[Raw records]
● ● ● ● ●
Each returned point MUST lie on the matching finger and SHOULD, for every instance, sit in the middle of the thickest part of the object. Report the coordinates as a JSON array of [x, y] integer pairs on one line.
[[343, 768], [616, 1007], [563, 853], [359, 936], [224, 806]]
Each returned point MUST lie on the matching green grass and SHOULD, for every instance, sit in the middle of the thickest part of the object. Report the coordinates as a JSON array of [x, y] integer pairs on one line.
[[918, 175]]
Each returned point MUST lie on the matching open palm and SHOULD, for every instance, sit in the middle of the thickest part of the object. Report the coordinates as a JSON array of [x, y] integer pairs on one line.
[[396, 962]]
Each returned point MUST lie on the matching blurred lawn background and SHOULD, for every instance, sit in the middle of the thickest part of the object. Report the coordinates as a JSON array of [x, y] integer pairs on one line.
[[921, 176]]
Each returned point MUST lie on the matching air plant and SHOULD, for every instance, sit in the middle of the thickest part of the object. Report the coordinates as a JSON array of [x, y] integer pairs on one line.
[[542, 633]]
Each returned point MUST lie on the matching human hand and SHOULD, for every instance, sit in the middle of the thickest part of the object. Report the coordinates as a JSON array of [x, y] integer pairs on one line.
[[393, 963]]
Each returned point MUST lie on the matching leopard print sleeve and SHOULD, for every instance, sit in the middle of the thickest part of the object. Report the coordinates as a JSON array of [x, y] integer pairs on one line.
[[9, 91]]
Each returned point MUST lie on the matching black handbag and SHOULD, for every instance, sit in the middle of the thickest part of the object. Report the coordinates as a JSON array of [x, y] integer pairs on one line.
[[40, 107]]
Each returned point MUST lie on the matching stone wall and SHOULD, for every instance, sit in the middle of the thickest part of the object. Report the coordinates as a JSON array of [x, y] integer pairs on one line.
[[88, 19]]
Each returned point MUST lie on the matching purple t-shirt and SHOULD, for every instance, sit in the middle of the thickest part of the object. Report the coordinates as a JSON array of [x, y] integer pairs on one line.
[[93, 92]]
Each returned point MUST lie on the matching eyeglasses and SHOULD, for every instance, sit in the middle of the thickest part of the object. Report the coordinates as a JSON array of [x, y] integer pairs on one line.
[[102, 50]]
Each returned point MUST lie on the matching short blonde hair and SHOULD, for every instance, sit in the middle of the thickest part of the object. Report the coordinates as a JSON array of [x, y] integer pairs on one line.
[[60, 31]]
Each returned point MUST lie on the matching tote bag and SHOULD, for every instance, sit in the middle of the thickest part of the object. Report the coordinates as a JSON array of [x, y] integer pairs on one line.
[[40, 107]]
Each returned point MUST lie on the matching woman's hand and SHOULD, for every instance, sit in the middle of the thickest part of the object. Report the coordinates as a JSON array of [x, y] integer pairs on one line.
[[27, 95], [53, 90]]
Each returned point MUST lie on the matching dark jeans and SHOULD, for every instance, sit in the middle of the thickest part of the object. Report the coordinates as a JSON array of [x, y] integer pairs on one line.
● ● ● ● ●
OBJECTIVE
Rewrite every item above with "thickest part" changed to "widest part" throughout, and leave everything else untouched.

TASK RESPONSE
Each returned point MUST lie on the matching finger and SHOULD, for every instance, sit in the middle of the widest part of the object. Report the coordinates as a JSON array of [x, y] integer pairs on one line.
[[343, 768], [616, 1007], [563, 853], [359, 936], [224, 806]]
Each returned point MUST lie on the matching green grass and SHOULD, for every instance, sit in the middle of the widest part of the object. Report the coordinates as a JSON array of [x, y] integer pairs on one line.
[[918, 175]]
Each returned point MUST lie on the matching open palm and SHOULD, for every instance, sit in the middle of the widest part of the object. Report the coordinates as a JSON array of [x, y] integer pairs on one line.
[[396, 962]]
Each returned point MUST lie on the matching blurred lawn background and SHOULD, for every instance, sit in the middle of the widest part of the object. Report the coordinates as a JSON array of [x, y] integer pairs on one line.
[[921, 176]]
Each returned point MUST lie on the matching air plant and SHOULD, for every instance, sit in the middle of the widest part of the object. Report the coordinates as a JSON array of [x, y] integer pairs on one line.
[[542, 633]]
Each returned point MUST lie on the matching human hand and SHOULD, for every instance, sit in the middle of the widest part of the object. Report the coordinates as a JSON array of [x, y] integer pairs on one line.
[[393, 963]]
Each returned point MUST lie on the matching leopard print sleeve and SHOULD, for every instance, sit in the middle of the widest part of the object. Report the coordinates as a JSON array of [x, y] integer pairs on one line.
[[9, 91]]
Each returned point MUST lie on the matching black handbag and SHOULD, for every instance, sit in the middle of the widest part of the object. Report the coordinates as a JSON array of [x, y] integer pairs on one line.
[[40, 107]]
Each returned point MUST lie on the matching stone wall and SHOULD, for every instance, sit in the middle of the widest part of the object. Report the coordinates as a JSON array of [x, y] integer pairs on one line.
[[88, 19]]
Each returned point MUST lie on the matching purple t-shirt and SHOULD, for every instance, sit in the middle of the widest part of the object. Report the coordinates as a JSON array of [x, y] integer pairs on one line.
[[93, 92]]
Each returned point MUST lie on the matching eyeglasses and SHOULD, for every instance, sit in the middle of the widest part of the object. Report the coordinates as a JSON array of [x, y] integer pairs on one line.
[[102, 50]]
Each returned point MUST lie on the matching short blonde hair and SHOULD, for every instance, sit in the middle of the widest part of the object. Report the coordinates as a JSON array of [x, y] integer pairs on one line.
[[60, 31]]
Each returned point MUST lie on the matching tote bag and SHOULD, for every instance, sit in the middle of the widest part of the object. Report the coordinates as a JSON array of [x, y] integer pairs on one line.
[[40, 107]]
Each returned point MUST lie on the matching woman's hand and SHOULD, for every instance, sit in the middle of the widest part of the object. Report the coordinates as a JSON array of [x, y] integer pairs on one line.
[[27, 95], [53, 90]]
Each returned point MUST lie on the matching dark jeans and SHOULD, for every instance, sit in the middle of the widest part of the object. Report the coordinates as a JSON array of [x, y] integer pairs on one line.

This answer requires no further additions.